# Exercise brief
Copy each line of the data below in which the word "rough" can be found.

Stored data
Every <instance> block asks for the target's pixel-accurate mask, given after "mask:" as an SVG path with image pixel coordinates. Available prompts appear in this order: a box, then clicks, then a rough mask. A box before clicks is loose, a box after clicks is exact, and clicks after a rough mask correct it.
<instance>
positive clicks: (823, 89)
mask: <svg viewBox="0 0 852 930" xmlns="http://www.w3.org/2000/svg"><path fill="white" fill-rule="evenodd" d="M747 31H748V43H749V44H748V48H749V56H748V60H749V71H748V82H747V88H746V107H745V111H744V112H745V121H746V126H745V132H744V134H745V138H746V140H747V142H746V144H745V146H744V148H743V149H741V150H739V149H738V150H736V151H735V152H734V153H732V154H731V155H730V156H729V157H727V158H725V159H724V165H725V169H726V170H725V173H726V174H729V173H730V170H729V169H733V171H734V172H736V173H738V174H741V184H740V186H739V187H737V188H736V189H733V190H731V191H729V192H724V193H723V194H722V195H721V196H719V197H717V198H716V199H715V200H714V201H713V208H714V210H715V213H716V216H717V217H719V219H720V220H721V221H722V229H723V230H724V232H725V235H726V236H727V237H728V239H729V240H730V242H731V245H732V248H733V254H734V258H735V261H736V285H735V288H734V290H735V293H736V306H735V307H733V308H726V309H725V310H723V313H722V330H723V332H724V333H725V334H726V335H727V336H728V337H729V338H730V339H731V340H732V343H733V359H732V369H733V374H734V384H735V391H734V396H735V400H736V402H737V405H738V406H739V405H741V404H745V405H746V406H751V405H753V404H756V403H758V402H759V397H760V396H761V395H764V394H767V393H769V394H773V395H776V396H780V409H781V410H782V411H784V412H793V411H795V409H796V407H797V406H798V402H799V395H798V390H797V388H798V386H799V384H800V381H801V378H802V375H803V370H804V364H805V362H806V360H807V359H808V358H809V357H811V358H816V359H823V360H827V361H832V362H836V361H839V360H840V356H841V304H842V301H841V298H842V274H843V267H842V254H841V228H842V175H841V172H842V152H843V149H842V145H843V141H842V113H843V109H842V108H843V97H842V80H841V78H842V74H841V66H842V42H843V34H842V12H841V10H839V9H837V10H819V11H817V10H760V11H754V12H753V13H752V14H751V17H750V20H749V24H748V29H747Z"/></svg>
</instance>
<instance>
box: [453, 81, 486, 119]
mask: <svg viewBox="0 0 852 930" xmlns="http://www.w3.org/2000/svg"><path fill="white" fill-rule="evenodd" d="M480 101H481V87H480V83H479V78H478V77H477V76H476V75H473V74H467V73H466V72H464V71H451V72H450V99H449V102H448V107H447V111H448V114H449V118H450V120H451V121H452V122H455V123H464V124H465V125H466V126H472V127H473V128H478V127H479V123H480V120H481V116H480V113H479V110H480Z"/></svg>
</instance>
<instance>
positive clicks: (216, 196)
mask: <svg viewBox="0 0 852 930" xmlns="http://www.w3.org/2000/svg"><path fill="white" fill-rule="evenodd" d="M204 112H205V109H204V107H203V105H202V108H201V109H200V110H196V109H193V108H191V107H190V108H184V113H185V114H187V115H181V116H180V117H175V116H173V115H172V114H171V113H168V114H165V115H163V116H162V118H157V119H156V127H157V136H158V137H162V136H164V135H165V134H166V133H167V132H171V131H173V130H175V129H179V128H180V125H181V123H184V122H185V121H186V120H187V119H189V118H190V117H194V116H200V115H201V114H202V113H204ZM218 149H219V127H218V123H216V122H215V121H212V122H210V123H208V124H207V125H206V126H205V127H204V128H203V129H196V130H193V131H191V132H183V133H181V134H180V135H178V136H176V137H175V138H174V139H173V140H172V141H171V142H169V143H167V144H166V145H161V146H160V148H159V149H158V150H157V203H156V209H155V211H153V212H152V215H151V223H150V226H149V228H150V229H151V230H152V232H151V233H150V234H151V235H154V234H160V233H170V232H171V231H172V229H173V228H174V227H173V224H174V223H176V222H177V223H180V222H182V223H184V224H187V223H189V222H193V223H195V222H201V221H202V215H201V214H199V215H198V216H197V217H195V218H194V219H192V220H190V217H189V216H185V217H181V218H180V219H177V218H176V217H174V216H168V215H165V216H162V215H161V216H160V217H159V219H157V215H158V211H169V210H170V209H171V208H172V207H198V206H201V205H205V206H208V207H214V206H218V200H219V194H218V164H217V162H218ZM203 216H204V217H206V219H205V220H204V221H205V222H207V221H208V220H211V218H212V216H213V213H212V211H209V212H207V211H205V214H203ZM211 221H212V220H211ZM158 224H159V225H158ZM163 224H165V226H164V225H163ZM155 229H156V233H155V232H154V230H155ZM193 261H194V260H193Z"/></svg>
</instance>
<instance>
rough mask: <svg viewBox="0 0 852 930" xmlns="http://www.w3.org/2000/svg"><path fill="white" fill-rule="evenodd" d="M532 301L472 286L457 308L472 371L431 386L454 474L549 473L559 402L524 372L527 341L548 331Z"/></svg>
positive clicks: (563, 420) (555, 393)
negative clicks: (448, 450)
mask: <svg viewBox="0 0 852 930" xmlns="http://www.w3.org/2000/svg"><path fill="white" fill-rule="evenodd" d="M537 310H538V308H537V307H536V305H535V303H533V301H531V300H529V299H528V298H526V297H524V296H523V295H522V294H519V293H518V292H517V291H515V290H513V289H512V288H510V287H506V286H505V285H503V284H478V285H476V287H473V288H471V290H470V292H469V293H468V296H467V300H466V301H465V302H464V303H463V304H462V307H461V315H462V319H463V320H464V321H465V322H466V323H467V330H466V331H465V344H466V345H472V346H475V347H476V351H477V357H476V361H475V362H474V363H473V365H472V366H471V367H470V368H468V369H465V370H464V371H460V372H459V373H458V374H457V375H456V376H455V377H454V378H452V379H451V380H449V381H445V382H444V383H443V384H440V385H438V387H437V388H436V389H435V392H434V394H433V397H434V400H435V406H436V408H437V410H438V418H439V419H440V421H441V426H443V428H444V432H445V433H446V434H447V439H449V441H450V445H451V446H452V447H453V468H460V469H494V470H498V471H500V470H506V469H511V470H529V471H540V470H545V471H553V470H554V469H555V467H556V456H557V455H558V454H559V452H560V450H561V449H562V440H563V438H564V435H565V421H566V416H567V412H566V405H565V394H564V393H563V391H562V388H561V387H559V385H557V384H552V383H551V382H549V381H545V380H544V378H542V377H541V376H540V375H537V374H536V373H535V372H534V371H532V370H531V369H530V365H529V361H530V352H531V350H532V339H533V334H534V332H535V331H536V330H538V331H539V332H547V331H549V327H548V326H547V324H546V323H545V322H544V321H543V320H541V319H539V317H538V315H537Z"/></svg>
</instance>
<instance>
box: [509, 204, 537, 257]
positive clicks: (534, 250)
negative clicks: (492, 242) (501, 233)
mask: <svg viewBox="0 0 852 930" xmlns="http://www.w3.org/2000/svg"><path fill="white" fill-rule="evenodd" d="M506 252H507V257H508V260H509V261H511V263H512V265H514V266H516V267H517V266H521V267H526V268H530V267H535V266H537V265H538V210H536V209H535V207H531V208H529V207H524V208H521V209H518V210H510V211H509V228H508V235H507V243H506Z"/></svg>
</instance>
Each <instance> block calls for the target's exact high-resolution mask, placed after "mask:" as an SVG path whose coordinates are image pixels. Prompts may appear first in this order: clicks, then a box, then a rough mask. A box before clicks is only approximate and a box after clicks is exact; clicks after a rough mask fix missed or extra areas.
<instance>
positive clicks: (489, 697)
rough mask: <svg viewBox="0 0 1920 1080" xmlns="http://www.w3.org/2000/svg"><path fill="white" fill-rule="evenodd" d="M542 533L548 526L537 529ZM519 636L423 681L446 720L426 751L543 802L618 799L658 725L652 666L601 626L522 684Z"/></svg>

# Solution to this problem
Every <instance> block asks for the target's pixel-accurate mask, given after "mask:" as an SVG path with image pixel coordinates. Available prompts appear in this order: a box, then clicks, then a rough mask. A box before clicks is loose, a box after clicks is exact, and clicks after a rough mask correct it.
rough mask: <svg viewBox="0 0 852 930" xmlns="http://www.w3.org/2000/svg"><path fill="white" fill-rule="evenodd" d="M532 301L472 286L457 308L472 371L431 386L454 474L549 473L559 402L524 372L527 341L548 331Z"/></svg>
Each <instance> block calls for the target's exact high-resolution mask, placed after "mask:" as an SVG path whose coordinates are image pixels. Prompts may appear first in this order: clicks, then a box, then a rough mask. A box before clicks is only approximate and a box after clicks is exact; clicks after a rough mask fix missed or extra areas.
rough mask: <svg viewBox="0 0 1920 1080" xmlns="http://www.w3.org/2000/svg"><path fill="white" fill-rule="evenodd" d="M542 533L548 526L537 529ZM519 636L423 681L446 720L426 751L543 802L618 799L658 725L652 666L601 626L522 684Z"/></svg>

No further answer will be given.